**Requirements**
A – From the passage on the treacherous turn in AI development, reproduce word for word the part that opens with the words containing "v The enactment" and closes with "the forward charge).".
B – In the passage on the treacherous turn in AI development, what name is given to the phenomenon in which a strategy that previously worked excellently suddenly starts to backfire?
C – Go on with the passage on the treacherous turn in AI development, picking up after its final sentence.

At this point, any remaining Cassandra would have several strikes against her:
i A history of alarmists predicting intolerable harm from the growing capabilities of robotic systems and being repeatedly proven wrong. Automation has brought many benefits and has, on the whole, turned out safer than human operation.
ii A clear empirical trend: the smarter the AI, the safer and more reliable it has been. Surely this bodes well for a project aiming at creating machine intelligence more generally smart than any ever built before—what is more, machine intelligence that can improve itself so that it will become even more reliable.
iii Large and growing industries with vested interests in robotics and machine intelligence. These fields are widely seen as key to national economic competitiveness and military security. Many prestigious scientists have built their careers laying the groundwork for the present applications and the more advanced systems being planned.
iv A promising new technique in artificial intelligence, which is tremendously exciting to those who have participated in or followed the research. Although safety issues and ethics are debated, the outcome is preordained. Too much has been invested to pull back now. AI researchers have been working to get to human-level artificial general intelligence for the better part of a century: of course there is no real prospect that they will now suddenly stop and throw away all this effort just when it finally is about to bear fruit.
v The enactment of some safety rituals, whatever helps demonstrate that the participants are ethical and responsible (but nothing that significantly impedes the forward charge).
vi A careful evaluation of seed AI in a sandbox environment, showing that it is behaving cooperatively and showing good judgment. After some further adjustments, the test results are as good as they could be. It is a green light for the final step …
And so we boldly go—into the whirling knives.
We observe here how it could be the case that when dumb, smarter is safer; yet when smart, smarter is more dangerous. There is a kind of pivot point, at which a strategy that has previously worked excellently suddenly starts to backfire. We may call the phenomenon the treacherous turn.
The treacherous turn—While weak, an AI behaves cooperatively (increasingly so, as it gets smarter). When the AI gets sufficiently strong—without warning or provocation—it strikes, forms a singleton, and begins directly to optimize the world according to the criteria implied by its final values.

**Collected material**
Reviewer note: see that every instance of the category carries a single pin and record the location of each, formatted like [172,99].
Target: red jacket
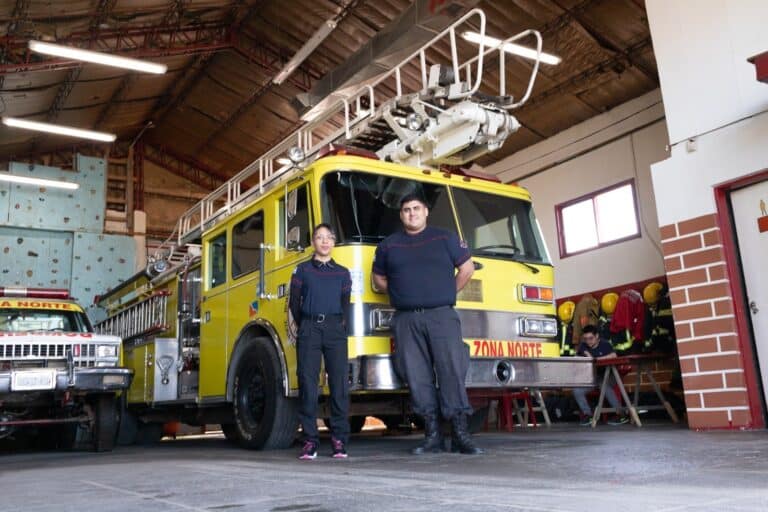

**In response**
A –
v The enactment of some safety rituals, whatever helps demonstrate that the participants are ethical and responsible (but nothing that significantly impedes the forward charge).

B – It is called the treacherous turn.

C –
A treacherous turn can result from a strategic decision to play nice and build strength while weak in order to strike later; but this model should not be interpreted too narrowly. For example, an AI might not play nice in order that itbe allowed to survive and prosper. Instead, the AI might calculate that if it is terminated, the programmers who built it will develop a new and somewhat different AI architecture, but one that will be given a similar utility function. In this case, the original AI may be indifferent to its own demise, knowing that its goals will continue to be pursued in the future. It might even choose a strategy in which it malfunctions in some particularly interesting or reassuring way. Though this might cause the AI to be terminated, it might also encourage the engineers who perform the postmortem to believe that they have gleaned a valuable new insight into AI dynamics—leading them to place more trust in the next system they design, and thus increasing the chance that the now-defunct original AI’s goals will be achieved. Many other possible strategic considerations might also influence an advanced AI, and it would be hubristic to suppose that we could anticipate all of them, especially for an AI that has attained the strategizing superpower.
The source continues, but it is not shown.